# to do 

1) Read
2) Tokenization
3) Clean
4) Count
5) Answer: Return top 20 words that are repetead the most in the novel

# 1) Reading the dataset

In [2]:
import pyspark
from pyspark.sql import SparkSession
spark = SparkSession.builder.appName('BookReading').getOrCreate()
book = spark.read.text('dataset/pg1342.txt')

In [3]:
book

DataFrame[value: string]

In [4]:
book.printSchema()

root
 |-- value: string (nullable = true)



In [5]:
book.show()

+--------------------+
|               value|
+--------------------+
|The Project Guten...|
|                    |
|This ebook is for...|
|most other parts ...|
|whatsoever. You m...|
|of the Project Gu...|
|at www.gutenberg....|
|you will have to ...|
|before using this...|
|                    |
|Title: Pride and ...|
|                    |
| Author: Jane Austen|
|                    |
|Release date: Jun...|
|                M...|
|                    |
|   Language: English|
|                    |
|Credits: Chuck Gr...|
+--------------------+
only showing top 20 rows


In [6]:
book.show(10, truncate=50)

## STATED GOAL
Reproduce everything from "# 1) Reading" down to "book = spark.read.text('dataset/pg1342.txt')" in the PySpark notebook above, replacing "BookReading" with "WordCount".

## RECORDED INFORMATION
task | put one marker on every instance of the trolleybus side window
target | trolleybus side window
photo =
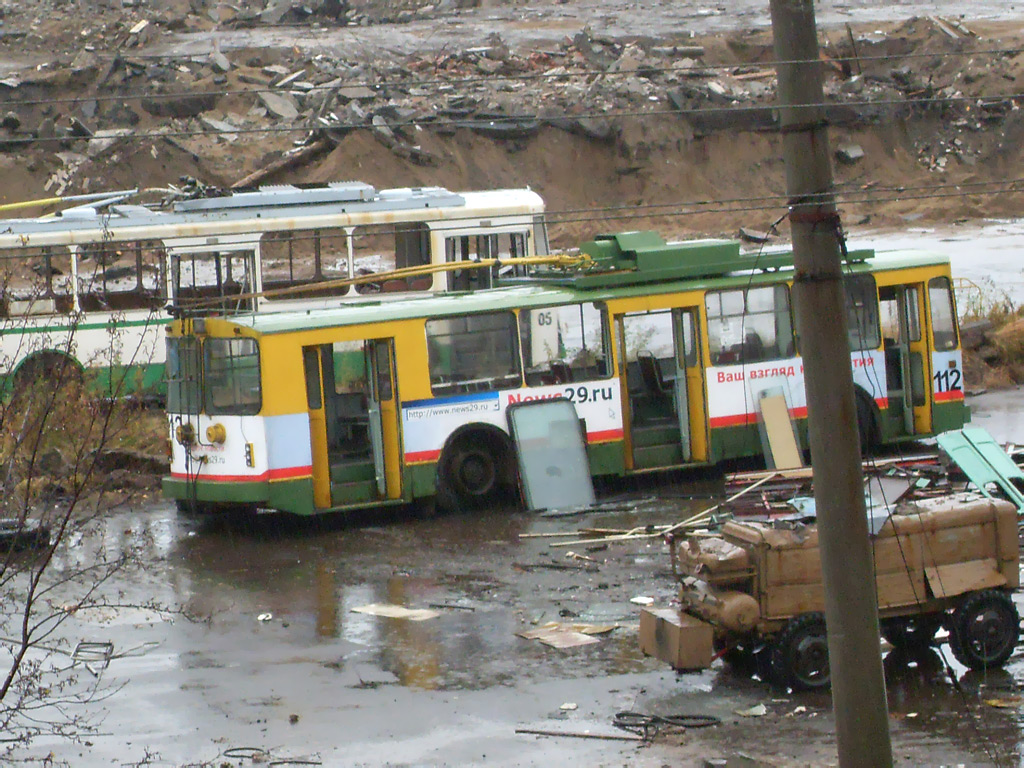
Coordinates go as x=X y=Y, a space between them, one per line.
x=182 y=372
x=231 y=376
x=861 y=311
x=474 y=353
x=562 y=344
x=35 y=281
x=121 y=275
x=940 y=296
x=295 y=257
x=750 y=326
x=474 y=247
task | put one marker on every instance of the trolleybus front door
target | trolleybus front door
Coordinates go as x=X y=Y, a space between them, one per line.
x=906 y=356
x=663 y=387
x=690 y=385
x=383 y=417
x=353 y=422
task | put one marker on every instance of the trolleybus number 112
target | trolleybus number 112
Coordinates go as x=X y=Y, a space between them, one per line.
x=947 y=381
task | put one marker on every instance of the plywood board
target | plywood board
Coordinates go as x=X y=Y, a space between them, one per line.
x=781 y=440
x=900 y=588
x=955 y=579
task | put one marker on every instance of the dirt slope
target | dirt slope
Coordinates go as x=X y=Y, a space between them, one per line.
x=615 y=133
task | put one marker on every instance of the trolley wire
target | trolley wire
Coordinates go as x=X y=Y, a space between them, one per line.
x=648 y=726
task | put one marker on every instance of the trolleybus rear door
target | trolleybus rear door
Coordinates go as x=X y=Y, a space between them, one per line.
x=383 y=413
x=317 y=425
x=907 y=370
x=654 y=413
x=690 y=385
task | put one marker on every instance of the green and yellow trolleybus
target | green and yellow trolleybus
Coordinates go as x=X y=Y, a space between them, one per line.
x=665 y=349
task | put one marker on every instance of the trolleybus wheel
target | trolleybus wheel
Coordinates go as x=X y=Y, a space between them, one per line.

## TASK ANSWER
# 1) Reading the dataset

In [2]:
import pyspark
from pyspark.sql import SparkSession
spark = SparkSession.builder.appName('WordCount').getOrCreate()
book = spark.read.text('dataset/pg1342.txt')